Pointing dataset items:
>> START
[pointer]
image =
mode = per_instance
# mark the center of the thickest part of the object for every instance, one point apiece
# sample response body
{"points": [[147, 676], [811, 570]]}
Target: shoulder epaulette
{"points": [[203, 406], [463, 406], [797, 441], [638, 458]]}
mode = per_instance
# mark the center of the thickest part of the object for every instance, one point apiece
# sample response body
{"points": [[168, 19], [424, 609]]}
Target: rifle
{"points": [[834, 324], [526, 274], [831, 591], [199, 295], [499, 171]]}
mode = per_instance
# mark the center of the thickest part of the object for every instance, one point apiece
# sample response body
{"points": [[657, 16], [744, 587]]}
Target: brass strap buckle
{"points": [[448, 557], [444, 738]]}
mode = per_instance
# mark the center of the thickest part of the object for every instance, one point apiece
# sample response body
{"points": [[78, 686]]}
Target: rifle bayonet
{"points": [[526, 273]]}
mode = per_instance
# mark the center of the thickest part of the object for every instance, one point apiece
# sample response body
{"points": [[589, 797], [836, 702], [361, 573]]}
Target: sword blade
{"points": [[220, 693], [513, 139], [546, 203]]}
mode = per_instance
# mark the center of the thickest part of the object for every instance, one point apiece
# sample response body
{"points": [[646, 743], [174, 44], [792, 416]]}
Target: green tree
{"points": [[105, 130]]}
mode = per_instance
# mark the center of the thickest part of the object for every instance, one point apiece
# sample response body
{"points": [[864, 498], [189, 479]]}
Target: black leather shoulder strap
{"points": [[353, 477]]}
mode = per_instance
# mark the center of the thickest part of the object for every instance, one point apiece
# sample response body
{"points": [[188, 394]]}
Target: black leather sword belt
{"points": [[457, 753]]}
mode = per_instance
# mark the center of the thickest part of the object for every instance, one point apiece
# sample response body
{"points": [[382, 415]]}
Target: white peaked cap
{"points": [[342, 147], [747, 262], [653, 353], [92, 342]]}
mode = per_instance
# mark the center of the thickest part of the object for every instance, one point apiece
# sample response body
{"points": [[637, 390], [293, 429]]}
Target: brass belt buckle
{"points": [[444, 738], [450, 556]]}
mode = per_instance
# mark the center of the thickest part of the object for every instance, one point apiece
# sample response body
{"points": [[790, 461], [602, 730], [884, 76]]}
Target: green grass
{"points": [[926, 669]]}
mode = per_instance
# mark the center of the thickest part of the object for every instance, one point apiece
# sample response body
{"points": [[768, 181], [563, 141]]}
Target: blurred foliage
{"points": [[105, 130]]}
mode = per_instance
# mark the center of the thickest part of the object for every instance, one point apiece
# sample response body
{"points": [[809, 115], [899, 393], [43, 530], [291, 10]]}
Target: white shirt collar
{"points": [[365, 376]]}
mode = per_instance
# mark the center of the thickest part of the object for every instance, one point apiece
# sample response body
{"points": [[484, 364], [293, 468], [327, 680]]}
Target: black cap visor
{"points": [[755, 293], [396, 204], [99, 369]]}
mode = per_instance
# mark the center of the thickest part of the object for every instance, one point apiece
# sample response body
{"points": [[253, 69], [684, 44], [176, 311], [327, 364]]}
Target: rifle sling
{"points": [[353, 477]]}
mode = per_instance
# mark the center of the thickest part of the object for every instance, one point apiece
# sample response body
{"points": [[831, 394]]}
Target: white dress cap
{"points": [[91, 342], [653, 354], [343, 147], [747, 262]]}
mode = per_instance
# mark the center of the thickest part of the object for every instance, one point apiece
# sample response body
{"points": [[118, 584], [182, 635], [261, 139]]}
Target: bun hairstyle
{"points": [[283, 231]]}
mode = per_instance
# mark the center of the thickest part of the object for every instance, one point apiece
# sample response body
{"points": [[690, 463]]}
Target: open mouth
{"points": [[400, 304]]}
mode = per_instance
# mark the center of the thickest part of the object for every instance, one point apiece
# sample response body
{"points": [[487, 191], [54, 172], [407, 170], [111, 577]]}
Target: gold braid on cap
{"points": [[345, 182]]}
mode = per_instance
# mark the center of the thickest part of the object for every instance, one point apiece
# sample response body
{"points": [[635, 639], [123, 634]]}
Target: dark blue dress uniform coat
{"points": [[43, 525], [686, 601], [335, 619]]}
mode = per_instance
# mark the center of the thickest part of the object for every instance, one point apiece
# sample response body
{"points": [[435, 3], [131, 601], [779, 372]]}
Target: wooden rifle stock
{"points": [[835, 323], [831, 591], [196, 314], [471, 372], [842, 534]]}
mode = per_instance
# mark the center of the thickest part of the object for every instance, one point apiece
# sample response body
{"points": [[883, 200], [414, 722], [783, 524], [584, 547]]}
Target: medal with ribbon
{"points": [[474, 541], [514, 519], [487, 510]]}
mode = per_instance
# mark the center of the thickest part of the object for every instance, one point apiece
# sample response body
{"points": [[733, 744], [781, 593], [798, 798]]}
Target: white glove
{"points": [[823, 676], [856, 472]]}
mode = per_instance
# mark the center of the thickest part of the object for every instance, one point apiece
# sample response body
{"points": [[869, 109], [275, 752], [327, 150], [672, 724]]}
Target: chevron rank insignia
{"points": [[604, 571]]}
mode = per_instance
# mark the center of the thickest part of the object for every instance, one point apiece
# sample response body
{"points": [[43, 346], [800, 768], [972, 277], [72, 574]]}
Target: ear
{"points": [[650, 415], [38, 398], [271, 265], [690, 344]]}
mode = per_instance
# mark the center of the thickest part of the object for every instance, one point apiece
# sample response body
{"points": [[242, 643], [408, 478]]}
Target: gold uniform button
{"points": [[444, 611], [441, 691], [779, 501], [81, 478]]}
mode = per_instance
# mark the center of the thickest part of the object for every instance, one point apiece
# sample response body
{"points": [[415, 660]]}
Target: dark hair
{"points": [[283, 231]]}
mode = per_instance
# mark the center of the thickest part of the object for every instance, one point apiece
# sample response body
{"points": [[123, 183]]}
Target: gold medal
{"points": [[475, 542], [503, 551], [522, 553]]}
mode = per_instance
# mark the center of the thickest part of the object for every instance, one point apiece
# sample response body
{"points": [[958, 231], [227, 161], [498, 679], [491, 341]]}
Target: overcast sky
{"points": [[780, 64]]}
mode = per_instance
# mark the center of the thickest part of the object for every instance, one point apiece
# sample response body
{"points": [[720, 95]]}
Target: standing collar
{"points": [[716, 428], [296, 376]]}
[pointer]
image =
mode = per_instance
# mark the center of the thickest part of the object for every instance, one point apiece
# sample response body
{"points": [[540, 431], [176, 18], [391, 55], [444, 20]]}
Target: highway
>> END
TASK: How many lines in the items above contain the word "strap"? Give only the number.

EXPECTED ANSWER: 2